Set task
Put all of the entries below into a numbered list, one line per number, and leave out any blank lines.

Material for this exercise
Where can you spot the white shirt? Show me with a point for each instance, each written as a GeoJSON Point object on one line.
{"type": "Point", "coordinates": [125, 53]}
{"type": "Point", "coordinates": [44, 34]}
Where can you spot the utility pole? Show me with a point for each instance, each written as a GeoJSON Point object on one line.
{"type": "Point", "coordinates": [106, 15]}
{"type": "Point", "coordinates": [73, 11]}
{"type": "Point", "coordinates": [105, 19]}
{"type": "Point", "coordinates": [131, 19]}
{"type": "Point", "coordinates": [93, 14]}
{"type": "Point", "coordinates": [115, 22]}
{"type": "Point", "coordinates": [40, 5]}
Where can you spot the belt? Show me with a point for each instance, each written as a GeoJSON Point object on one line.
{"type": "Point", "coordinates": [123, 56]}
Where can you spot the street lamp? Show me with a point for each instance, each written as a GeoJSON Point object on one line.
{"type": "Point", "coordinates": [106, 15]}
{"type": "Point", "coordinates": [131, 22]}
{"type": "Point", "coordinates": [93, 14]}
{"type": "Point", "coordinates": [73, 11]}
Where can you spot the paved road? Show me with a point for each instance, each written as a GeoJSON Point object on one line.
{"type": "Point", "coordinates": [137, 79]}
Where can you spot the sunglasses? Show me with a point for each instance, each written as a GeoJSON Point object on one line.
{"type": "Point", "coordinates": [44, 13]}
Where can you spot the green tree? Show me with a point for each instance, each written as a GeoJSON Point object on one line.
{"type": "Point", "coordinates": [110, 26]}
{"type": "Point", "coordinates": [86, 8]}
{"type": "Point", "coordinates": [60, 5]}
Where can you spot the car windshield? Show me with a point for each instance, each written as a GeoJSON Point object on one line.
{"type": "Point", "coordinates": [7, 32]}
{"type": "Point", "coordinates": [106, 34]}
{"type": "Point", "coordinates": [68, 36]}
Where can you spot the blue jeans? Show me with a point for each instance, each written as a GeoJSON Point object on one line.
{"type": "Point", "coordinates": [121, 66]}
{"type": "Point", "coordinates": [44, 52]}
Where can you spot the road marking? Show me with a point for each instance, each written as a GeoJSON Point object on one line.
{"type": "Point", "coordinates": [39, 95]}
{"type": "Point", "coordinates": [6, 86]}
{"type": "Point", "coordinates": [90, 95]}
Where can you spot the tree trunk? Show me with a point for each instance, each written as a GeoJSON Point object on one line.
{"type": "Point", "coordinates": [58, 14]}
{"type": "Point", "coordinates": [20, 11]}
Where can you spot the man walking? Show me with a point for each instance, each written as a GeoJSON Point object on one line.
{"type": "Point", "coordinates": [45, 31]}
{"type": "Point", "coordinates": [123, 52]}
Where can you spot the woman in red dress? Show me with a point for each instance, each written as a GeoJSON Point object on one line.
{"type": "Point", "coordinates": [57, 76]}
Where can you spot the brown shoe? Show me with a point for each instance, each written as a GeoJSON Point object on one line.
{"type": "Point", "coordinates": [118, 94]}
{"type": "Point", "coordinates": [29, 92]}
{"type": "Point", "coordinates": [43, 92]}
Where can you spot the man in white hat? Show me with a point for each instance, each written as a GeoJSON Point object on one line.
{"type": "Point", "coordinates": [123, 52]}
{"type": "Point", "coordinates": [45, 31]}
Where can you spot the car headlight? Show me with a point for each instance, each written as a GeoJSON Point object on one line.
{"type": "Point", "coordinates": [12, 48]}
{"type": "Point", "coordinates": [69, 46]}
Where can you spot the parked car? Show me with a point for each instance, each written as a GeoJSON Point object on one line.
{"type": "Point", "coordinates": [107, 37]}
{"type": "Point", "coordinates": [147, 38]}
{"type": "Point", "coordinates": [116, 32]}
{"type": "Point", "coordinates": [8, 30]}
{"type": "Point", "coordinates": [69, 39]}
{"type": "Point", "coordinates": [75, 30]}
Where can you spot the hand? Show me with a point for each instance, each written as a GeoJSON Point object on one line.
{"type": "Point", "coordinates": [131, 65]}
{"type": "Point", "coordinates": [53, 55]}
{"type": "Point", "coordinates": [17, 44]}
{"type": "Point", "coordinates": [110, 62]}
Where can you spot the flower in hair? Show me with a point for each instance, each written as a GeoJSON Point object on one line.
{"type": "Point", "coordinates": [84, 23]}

Finished exercise
1. Where can you spot the white shirt? Show me with a point for each instance, each written as a GeoJSON Point object on one line.
2. {"type": "Point", "coordinates": [125, 53]}
3. {"type": "Point", "coordinates": [44, 34]}
4. Where can you spot the utility pole? Show me with a point for each instance, each written as a GeoJSON Point object on one line.
5. {"type": "Point", "coordinates": [106, 15]}
6. {"type": "Point", "coordinates": [73, 11]}
7. {"type": "Point", "coordinates": [105, 19]}
8. {"type": "Point", "coordinates": [131, 19]}
9. {"type": "Point", "coordinates": [93, 14]}
10. {"type": "Point", "coordinates": [115, 22]}
11. {"type": "Point", "coordinates": [40, 5]}
12. Where can you spot the belt? Show me with a point for each instance, each written as a GeoJSON Point object on one line.
13. {"type": "Point", "coordinates": [123, 56]}
14. Where can you spot the street lamp? Show me with a point for each instance, each written as a GeoJSON Point object on one line.
15. {"type": "Point", "coordinates": [106, 15]}
16. {"type": "Point", "coordinates": [131, 22]}
17. {"type": "Point", "coordinates": [93, 14]}
18. {"type": "Point", "coordinates": [73, 11]}
19. Where can you spot the paved road? Show me with a point for each instance, each written as a GeoJSON Point object on one line.
20. {"type": "Point", "coordinates": [137, 79]}
21. Where can you spot the sunglasses? Show me with a point for each instance, each written as a GeoJSON Point object on one line.
22. {"type": "Point", "coordinates": [44, 13]}
23. Where can you spot the green tree? Show me with a point for each instance, each written as a GeoJSON Point object on one line.
24. {"type": "Point", "coordinates": [110, 26]}
25. {"type": "Point", "coordinates": [86, 8]}
26. {"type": "Point", "coordinates": [60, 5]}
27. Where can you spot the car windshield? Show me with a point for each instance, each written as a GeoJSON Point object on one line.
28. {"type": "Point", "coordinates": [7, 32]}
29. {"type": "Point", "coordinates": [106, 34]}
30. {"type": "Point", "coordinates": [68, 36]}
31. Where can you spot the blue jeans? Show me with a point for each instance, each written as a GeoJSON Point object on one line.
32. {"type": "Point", "coordinates": [121, 66]}
33. {"type": "Point", "coordinates": [44, 52]}
34. Where can you spot the road marking? Show me with a point for each instance, each written as a GeoJSON Point object on one line.
35. {"type": "Point", "coordinates": [39, 95]}
36. {"type": "Point", "coordinates": [6, 86]}
37. {"type": "Point", "coordinates": [90, 95]}
38. Where can you spot the tree trunk? Show me with a point for each instance, each written as a GeoJSON Point object on one line.
39. {"type": "Point", "coordinates": [58, 14]}
40. {"type": "Point", "coordinates": [20, 11]}
41. Where can you spot the man walking? Show me with a point for each instance, each written as a GeoJSON Point object on one line.
42. {"type": "Point", "coordinates": [45, 31]}
43. {"type": "Point", "coordinates": [123, 52]}
44. Where can you spot the woman in red dress? Show me with a point for each instance, each written as a GeoJSON Point object on one line.
45. {"type": "Point", "coordinates": [57, 76]}
46. Where can you spot the brown shoe? Show me with a point for each instance, each written as a GeoJSON Point object on one line.
47. {"type": "Point", "coordinates": [118, 94]}
48. {"type": "Point", "coordinates": [29, 92]}
49. {"type": "Point", "coordinates": [43, 92]}
50. Where can you spot the man in white hat? Show me with a point for each instance, each written as a GeoJSON Point object on one line.
51. {"type": "Point", "coordinates": [123, 52]}
52. {"type": "Point", "coordinates": [45, 31]}
53. Where can you spot the car headlight? Show me with a point for each instance, each written as a GeoJSON Point object on one line.
54. {"type": "Point", "coordinates": [12, 48]}
55. {"type": "Point", "coordinates": [69, 46]}
56. Where can you spot the parked car? Show me with a point for each instance, each written as a GeoJSON Point object on one line.
57. {"type": "Point", "coordinates": [107, 37]}
58. {"type": "Point", "coordinates": [147, 38]}
59. {"type": "Point", "coordinates": [116, 32]}
60. {"type": "Point", "coordinates": [8, 30]}
61. {"type": "Point", "coordinates": [69, 39]}
62. {"type": "Point", "coordinates": [75, 30]}
63. Where can you spot the hand? Show me with a point for each instance, each written as a GeoJSON Point object on one line.
64. {"type": "Point", "coordinates": [131, 65]}
65. {"type": "Point", "coordinates": [53, 55]}
66. {"type": "Point", "coordinates": [17, 44]}
67. {"type": "Point", "coordinates": [110, 62]}
68. Where can you spot the flower in hair? Show me with a point for each instance, each written as a GeoJSON Point object on one line.
69. {"type": "Point", "coordinates": [84, 23]}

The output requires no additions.